◆ **Task**: Line by line, print the records exactly.

[Text-to-region grounding data]
______________________________

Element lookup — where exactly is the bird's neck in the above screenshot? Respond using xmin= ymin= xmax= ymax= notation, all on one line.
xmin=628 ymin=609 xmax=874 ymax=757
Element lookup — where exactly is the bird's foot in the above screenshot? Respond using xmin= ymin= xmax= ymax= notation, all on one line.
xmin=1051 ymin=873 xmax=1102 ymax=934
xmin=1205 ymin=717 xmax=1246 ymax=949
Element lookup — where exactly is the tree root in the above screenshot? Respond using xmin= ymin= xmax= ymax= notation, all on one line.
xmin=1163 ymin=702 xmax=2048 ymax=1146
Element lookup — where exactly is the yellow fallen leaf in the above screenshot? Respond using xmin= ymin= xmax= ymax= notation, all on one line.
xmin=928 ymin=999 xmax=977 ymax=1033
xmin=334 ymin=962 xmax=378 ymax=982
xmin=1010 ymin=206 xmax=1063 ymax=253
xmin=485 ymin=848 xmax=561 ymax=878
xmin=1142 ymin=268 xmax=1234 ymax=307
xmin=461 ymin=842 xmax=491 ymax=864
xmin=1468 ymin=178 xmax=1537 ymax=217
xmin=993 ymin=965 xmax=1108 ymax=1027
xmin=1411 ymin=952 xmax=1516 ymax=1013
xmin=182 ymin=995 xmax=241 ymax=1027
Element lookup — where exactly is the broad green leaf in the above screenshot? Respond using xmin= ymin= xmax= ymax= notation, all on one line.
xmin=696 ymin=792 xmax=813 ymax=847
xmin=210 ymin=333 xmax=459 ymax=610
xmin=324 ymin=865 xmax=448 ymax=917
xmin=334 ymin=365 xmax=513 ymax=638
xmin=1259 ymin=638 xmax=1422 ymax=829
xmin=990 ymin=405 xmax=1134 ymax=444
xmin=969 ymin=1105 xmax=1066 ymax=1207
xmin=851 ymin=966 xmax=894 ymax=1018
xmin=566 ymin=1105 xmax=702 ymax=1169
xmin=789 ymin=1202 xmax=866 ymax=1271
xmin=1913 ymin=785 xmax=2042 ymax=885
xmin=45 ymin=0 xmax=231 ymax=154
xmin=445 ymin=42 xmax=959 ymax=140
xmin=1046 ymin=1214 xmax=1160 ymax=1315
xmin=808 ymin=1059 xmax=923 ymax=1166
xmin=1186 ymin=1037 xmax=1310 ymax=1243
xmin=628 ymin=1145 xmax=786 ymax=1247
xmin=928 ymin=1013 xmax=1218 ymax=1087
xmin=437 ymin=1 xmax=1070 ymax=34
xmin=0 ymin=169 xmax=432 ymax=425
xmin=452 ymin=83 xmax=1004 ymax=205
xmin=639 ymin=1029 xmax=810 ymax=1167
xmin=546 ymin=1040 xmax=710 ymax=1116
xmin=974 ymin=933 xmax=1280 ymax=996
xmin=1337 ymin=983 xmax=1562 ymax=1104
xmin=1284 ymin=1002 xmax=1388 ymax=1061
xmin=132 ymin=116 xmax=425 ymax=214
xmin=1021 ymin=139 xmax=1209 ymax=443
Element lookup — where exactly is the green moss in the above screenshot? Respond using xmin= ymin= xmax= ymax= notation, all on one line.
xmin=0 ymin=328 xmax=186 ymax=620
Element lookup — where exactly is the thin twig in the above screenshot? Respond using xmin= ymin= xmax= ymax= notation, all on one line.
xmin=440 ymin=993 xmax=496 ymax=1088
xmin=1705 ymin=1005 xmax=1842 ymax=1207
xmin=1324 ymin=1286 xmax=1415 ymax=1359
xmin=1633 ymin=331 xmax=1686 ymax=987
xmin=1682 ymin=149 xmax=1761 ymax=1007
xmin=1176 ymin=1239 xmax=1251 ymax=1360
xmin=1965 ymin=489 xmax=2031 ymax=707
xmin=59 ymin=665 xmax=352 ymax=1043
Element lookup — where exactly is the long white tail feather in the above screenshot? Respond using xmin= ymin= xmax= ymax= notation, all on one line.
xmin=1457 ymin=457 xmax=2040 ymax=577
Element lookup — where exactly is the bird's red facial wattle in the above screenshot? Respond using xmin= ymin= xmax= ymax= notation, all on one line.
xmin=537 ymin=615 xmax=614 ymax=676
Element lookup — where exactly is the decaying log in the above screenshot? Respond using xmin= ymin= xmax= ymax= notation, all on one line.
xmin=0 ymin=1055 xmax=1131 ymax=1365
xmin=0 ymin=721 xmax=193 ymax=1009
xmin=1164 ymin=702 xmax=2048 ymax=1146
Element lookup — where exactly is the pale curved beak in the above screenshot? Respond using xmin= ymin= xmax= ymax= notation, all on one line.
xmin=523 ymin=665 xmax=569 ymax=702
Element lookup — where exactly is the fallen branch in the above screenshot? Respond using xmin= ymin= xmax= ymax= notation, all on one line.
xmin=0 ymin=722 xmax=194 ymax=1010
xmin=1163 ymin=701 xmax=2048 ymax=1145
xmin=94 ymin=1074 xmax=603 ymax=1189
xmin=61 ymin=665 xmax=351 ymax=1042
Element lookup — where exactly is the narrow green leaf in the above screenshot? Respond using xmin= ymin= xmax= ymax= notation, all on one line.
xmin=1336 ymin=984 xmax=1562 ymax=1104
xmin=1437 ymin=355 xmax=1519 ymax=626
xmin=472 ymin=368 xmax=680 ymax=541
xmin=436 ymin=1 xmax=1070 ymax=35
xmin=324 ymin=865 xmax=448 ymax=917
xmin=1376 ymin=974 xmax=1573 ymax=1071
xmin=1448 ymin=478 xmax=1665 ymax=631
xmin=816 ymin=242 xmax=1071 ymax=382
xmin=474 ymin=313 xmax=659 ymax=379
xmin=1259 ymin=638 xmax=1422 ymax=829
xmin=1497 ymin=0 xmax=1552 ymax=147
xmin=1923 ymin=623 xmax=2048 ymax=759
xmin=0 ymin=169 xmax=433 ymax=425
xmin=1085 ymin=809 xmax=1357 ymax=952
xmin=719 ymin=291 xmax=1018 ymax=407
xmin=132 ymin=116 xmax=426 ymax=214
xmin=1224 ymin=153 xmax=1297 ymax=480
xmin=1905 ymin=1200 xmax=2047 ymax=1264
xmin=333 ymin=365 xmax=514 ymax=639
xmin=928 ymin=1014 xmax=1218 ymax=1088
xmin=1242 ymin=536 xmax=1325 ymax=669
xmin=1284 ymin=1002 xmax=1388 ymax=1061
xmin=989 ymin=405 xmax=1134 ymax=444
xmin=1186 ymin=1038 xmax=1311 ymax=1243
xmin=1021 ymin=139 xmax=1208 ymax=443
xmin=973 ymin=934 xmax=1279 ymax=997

______________________________

◆ **Answer box**:
Element lookup — where exactly is the bird's neck in the above screenshot? Respond using xmin= ymin= xmax= ymax= notation, all on one line.
xmin=628 ymin=609 xmax=874 ymax=757
Element lookup — where exactly is the bird's foot in the above screenshot? Respond using xmin= ymin= xmax= ymax= notation, all on one line.
xmin=1051 ymin=873 xmax=1102 ymax=934
xmin=1205 ymin=717 xmax=1246 ymax=949
Element lookup — where exactly is the tree root in the above screenshot? Respond using xmin= ymin= xmax= ymax= notation, all on one line.
xmin=1163 ymin=702 xmax=2048 ymax=1146
Element lookup — where exactly is the yellow fallen leaf in the above screenshot? Respond using xmin= ymin= xmax= ymax= notation, all on one line.
xmin=928 ymin=999 xmax=977 ymax=1033
xmin=334 ymin=962 xmax=378 ymax=982
xmin=1010 ymin=206 xmax=1063 ymax=253
xmin=485 ymin=848 xmax=561 ymax=878
xmin=1142 ymin=268 xmax=1234 ymax=307
xmin=461 ymin=842 xmax=491 ymax=864
xmin=1468 ymin=178 xmax=1537 ymax=217
xmin=993 ymin=965 xmax=1108 ymax=1027
xmin=1411 ymin=952 xmax=1516 ymax=1013
xmin=182 ymin=995 xmax=241 ymax=1027
Element lookup — where exactly is the broad green leaf in the above screenshot? Respond using xmin= ymin= xmax= ymax= notation, all on one line.
xmin=696 ymin=792 xmax=813 ymax=847
xmin=210 ymin=333 xmax=459 ymax=610
xmin=324 ymin=865 xmax=448 ymax=917
xmin=334 ymin=365 xmax=513 ymax=638
xmin=1259 ymin=638 xmax=1422 ymax=829
xmin=990 ymin=405 xmax=1134 ymax=444
xmin=969 ymin=1105 xmax=1066 ymax=1207
xmin=851 ymin=966 xmax=894 ymax=1018
xmin=566 ymin=1105 xmax=702 ymax=1169
xmin=789 ymin=1202 xmax=866 ymax=1271
xmin=1913 ymin=785 xmax=2042 ymax=885
xmin=45 ymin=0 xmax=231 ymax=154
xmin=445 ymin=42 xmax=959 ymax=140
xmin=1046 ymin=1214 xmax=1160 ymax=1315
xmin=808 ymin=1059 xmax=923 ymax=1166
xmin=1186 ymin=1037 xmax=1310 ymax=1243
xmin=628 ymin=1145 xmax=786 ymax=1247
xmin=928 ymin=1013 xmax=1218 ymax=1087
xmin=437 ymin=1 xmax=1070 ymax=34
xmin=0 ymin=169 xmax=432 ymax=425
xmin=452 ymin=83 xmax=1004 ymax=205
xmin=639 ymin=1029 xmax=810 ymax=1167
xmin=546 ymin=1040 xmax=710 ymax=1116
xmin=974 ymin=933 xmax=1280 ymax=996
xmin=1337 ymin=983 xmax=1562 ymax=1104
xmin=1284 ymin=1002 xmax=1388 ymax=1061
xmin=132 ymin=116 xmax=425 ymax=214
xmin=1021 ymin=139 xmax=1209 ymax=443
Element lookup — where exactly is the green moss in the above screenshot? Respond using xmin= ymin= xmax= ymax= notation, all on one line.
xmin=0 ymin=328 xmax=186 ymax=620
Element lookup — where exactly is the thin twig in the above screenshot? Respond using xmin= ymin= xmax= ymax= notation, all on one line.
xmin=440 ymin=993 xmax=496 ymax=1088
xmin=1705 ymin=1005 xmax=1842 ymax=1207
xmin=1324 ymin=1286 xmax=1415 ymax=1359
xmin=1633 ymin=331 xmax=1686 ymax=987
xmin=1682 ymin=149 xmax=1761 ymax=1007
xmin=1176 ymin=1239 xmax=1251 ymax=1360
xmin=1965 ymin=489 xmax=2031 ymax=707
xmin=59 ymin=665 xmax=352 ymax=1043
Element lookup — where exactly is the long white tail feather in the above screenshot? Respond using xmin= ymin= xmax= ymax= notation, all on one line.
xmin=1457 ymin=457 xmax=2040 ymax=577
Element lookup — where exactly is the bird's red facial wattle in the above screenshot? Respond using xmin= ymin= xmax= ymax= notation, all on one line.
xmin=537 ymin=615 xmax=614 ymax=676
Element lookup — where exactly is the decaying log in the above screenshot? Respond using xmin= ymin= xmax= ymax= notation, all on one line.
xmin=0 ymin=1055 xmax=1131 ymax=1365
xmin=0 ymin=721 xmax=193 ymax=1009
xmin=1164 ymin=702 xmax=2048 ymax=1146
Element lookup — where exactly is the pale curved beak in the above screenshot? Respond using xmin= ymin= xmax= ymax= notation, all on one line.
xmin=523 ymin=665 xmax=569 ymax=702
Element lookup — where exactly is the fallen branch in the above screenshot? Respond using xmin= ymin= xmax= ymax= notation, all on one line.
xmin=0 ymin=722 xmax=194 ymax=1010
xmin=1163 ymin=701 xmax=2048 ymax=1145
xmin=94 ymin=1074 xmax=603 ymax=1189
xmin=61 ymin=665 xmax=351 ymax=1042
Element lookup — where exactly is the narrow green leaf in the above screenshot? Respond using xmin= ymin= xmax= ymax= notation, all on one line.
xmin=1336 ymin=984 xmax=1562 ymax=1104
xmin=1437 ymin=355 xmax=1519 ymax=626
xmin=472 ymin=368 xmax=680 ymax=541
xmin=436 ymin=1 xmax=1070 ymax=35
xmin=324 ymin=865 xmax=448 ymax=917
xmin=1376 ymin=974 xmax=1573 ymax=1071
xmin=1448 ymin=478 xmax=1665 ymax=631
xmin=816 ymin=242 xmax=1071 ymax=382
xmin=474 ymin=313 xmax=659 ymax=379
xmin=1259 ymin=638 xmax=1422 ymax=829
xmin=1497 ymin=0 xmax=1552 ymax=147
xmin=1923 ymin=623 xmax=2048 ymax=759
xmin=0 ymin=169 xmax=433 ymax=425
xmin=1085 ymin=809 xmax=1357 ymax=952
xmin=719 ymin=291 xmax=1018 ymax=407
xmin=132 ymin=116 xmax=426 ymax=214
xmin=1224 ymin=153 xmax=1297 ymax=480
xmin=1905 ymin=1200 xmax=2047 ymax=1264
xmin=333 ymin=365 xmax=514 ymax=639
xmin=928 ymin=1014 xmax=1218 ymax=1088
xmin=1242 ymin=536 xmax=1325 ymax=669
xmin=1284 ymin=1002 xmax=1388 ymax=1061
xmin=989 ymin=405 xmax=1134 ymax=444
xmin=1186 ymin=1038 xmax=1311 ymax=1243
xmin=1021 ymin=139 xmax=1208 ymax=443
xmin=973 ymin=934 xmax=1279 ymax=997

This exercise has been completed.